*Source document:*
::::::
NNIP manager: we are constructive on Indonesian equity
Despite volatility, NN Investment Partners is constructive on the Indonesian market, according to Smriti Shekhar, a portfolio manager for the emerging markets equity team.

She noted in a report that the change of government and the policy announcements have led to some re-rating of the overall valuations of the Indonesian equity market.

‘However, we still see value from potential positive revision ratios in earnings-per-share and reasonable price-to-book valuations in several sectors,’ said Shekhar.

According to the Singapore-based manager, Indonesia has the powerful combination of high savings and investment ratios, which are both key for sustained economic growth.

‘The Jokowi government has launched a variety of infrastructure programs spanning roads (2000 km), ports (10 new air and sea ports each), industrial estates, traditional markets, dams, technology parks, et cetera.
::::::
*Prompt:*
Answer these questions from the article on Indonesian equity:
(a) Which team is Smriti Shekhar a portfolio manager for?
(b) In which city is Shekhar based?
(c) How many kilometers of roads does the infrastructure program cover?
The entries that follow are separate material and are not connected to the article on Indonesian equity.

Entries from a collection
::::::
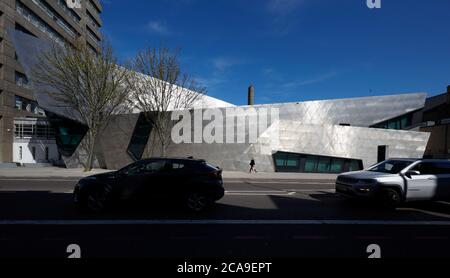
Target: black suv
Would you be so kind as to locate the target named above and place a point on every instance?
(193, 182)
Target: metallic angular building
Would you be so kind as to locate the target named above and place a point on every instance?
(328, 136)
(24, 133)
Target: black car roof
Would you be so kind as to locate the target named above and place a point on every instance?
(174, 158)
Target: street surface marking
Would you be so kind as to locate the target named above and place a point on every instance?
(222, 222)
(31, 179)
(279, 182)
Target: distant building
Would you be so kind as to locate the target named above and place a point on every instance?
(24, 135)
(327, 136)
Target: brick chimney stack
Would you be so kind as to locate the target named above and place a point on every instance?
(251, 95)
(448, 94)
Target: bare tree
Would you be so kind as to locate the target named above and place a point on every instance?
(161, 87)
(91, 85)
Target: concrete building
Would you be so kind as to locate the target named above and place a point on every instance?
(21, 119)
(326, 136)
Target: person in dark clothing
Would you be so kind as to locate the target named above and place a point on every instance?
(252, 166)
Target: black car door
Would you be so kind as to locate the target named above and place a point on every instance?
(154, 178)
(131, 179)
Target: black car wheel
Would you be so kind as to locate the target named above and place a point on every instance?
(390, 198)
(96, 199)
(197, 201)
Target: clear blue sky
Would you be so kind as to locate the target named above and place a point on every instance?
(293, 50)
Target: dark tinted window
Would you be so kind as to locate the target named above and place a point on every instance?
(433, 168)
(391, 166)
(147, 167)
(443, 167)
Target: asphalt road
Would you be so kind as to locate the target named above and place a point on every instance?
(256, 219)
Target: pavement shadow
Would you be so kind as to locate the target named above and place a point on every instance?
(49, 205)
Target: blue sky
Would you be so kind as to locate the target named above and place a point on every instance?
(293, 50)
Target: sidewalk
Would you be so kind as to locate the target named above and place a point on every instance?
(277, 176)
(53, 172)
(47, 172)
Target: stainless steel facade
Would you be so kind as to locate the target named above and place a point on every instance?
(335, 128)
(49, 20)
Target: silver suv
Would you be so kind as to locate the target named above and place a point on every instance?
(396, 181)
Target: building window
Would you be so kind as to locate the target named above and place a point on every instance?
(56, 17)
(32, 129)
(22, 80)
(304, 163)
(398, 123)
(93, 36)
(31, 106)
(68, 11)
(93, 6)
(31, 17)
(92, 20)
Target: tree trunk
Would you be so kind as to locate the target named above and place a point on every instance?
(91, 150)
(164, 149)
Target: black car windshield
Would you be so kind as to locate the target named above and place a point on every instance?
(391, 166)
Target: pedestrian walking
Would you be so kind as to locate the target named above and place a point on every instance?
(252, 166)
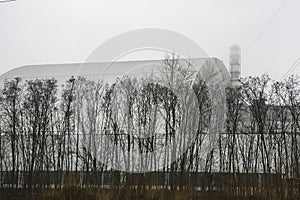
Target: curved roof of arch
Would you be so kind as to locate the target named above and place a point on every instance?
(110, 71)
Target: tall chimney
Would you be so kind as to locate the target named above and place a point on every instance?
(235, 65)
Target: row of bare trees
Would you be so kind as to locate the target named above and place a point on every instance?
(144, 124)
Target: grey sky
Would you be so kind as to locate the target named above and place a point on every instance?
(56, 31)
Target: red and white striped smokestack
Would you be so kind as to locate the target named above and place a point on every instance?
(235, 65)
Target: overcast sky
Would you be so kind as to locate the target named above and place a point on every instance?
(65, 31)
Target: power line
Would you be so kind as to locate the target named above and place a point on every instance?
(266, 26)
(6, 1)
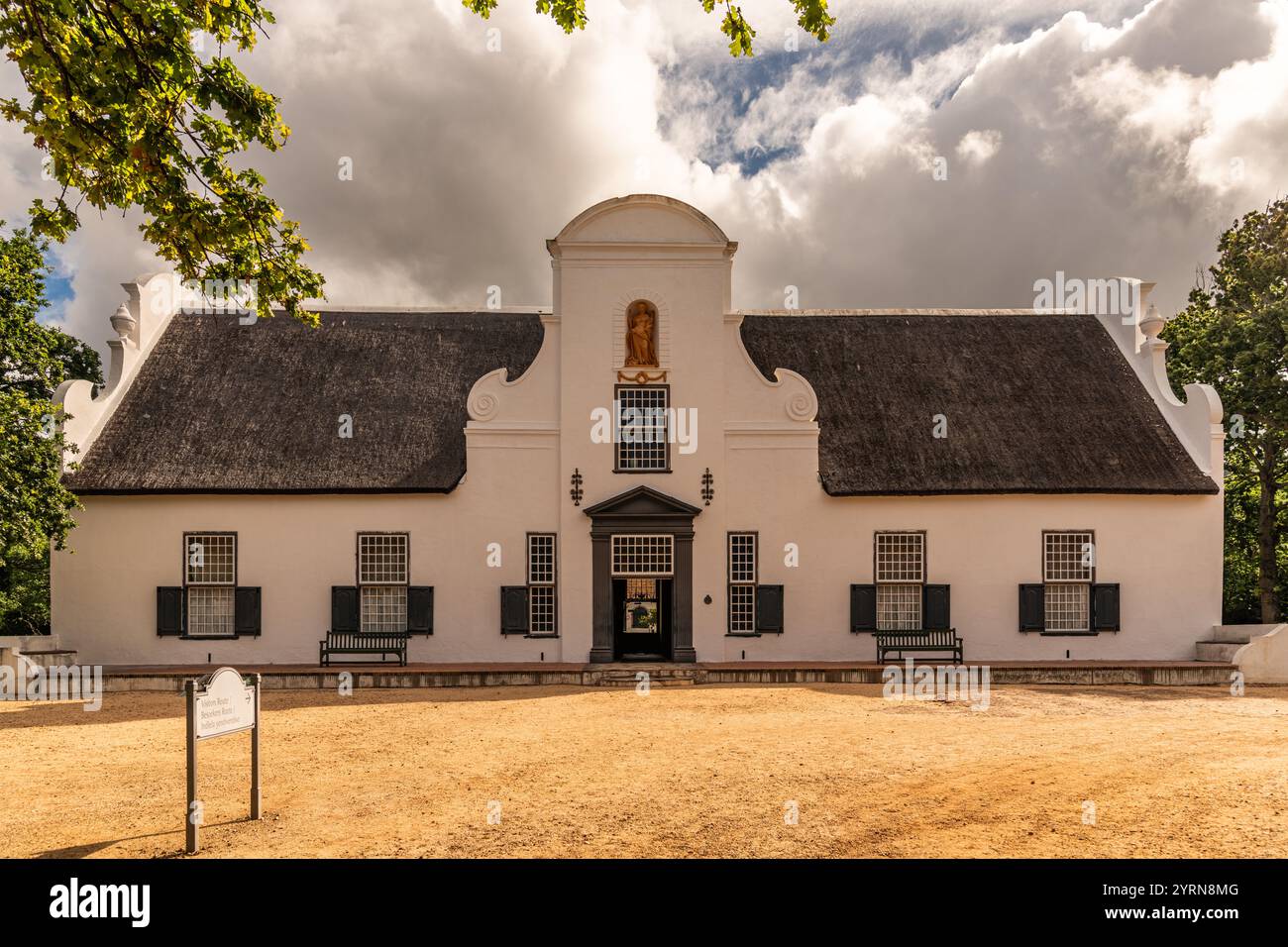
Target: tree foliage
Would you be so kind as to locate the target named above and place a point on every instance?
(137, 103)
(811, 17)
(1234, 335)
(35, 508)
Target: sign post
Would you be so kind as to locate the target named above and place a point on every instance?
(218, 705)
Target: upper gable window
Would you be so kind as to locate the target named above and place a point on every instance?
(1068, 571)
(640, 433)
(901, 571)
(210, 577)
(382, 581)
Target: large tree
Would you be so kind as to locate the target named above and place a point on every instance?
(35, 508)
(1234, 335)
(140, 103)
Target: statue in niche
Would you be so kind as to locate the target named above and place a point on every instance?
(640, 338)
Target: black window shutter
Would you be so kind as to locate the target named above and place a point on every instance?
(769, 609)
(344, 608)
(1031, 607)
(514, 609)
(934, 607)
(246, 609)
(168, 609)
(420, 609)
(1104, 607)
(863, 608)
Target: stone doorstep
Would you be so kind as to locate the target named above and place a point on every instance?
(1218, 651)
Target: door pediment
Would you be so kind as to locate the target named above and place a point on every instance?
(643, 502)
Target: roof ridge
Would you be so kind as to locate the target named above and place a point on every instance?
(911, 312)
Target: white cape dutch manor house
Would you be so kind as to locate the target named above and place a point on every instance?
(807, 476)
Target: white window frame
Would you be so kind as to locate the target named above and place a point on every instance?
(542, 586)
(631, 554)
(900, 587)
(381, 589)
(210, 603)
(1067, 585)
(639, 457)
(742, 581)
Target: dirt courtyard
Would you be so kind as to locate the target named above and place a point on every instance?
(687, 771)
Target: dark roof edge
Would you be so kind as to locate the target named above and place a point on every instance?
(1029, 491)
(258, 491)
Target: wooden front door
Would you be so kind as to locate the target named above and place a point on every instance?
(642, 618)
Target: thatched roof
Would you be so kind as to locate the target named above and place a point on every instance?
(1035, 403)
(223, 407)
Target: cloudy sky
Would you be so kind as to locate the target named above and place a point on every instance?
(1108, 138)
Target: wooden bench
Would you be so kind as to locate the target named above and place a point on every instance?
(364, 643)
(901, 642)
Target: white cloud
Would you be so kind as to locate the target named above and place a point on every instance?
(1117, 138)
(979, 146)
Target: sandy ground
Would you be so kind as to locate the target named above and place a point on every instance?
(697, 771)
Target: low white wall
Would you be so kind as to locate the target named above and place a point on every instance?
(1263, 660)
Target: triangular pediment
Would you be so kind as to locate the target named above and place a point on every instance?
(642, 501)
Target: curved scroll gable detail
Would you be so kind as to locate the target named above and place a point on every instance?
(140, 322)
(799, 398)
(484, 399)
(686, 222)
(492, 399)
(787, 402)
(1198, 419)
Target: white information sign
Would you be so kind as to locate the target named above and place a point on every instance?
(227, 705)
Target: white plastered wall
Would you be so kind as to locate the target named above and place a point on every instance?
(758, 437)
::::::
*Solution below:*
(a) The emerging markets equity team.
(b) Singapore.
(c) 2000 km.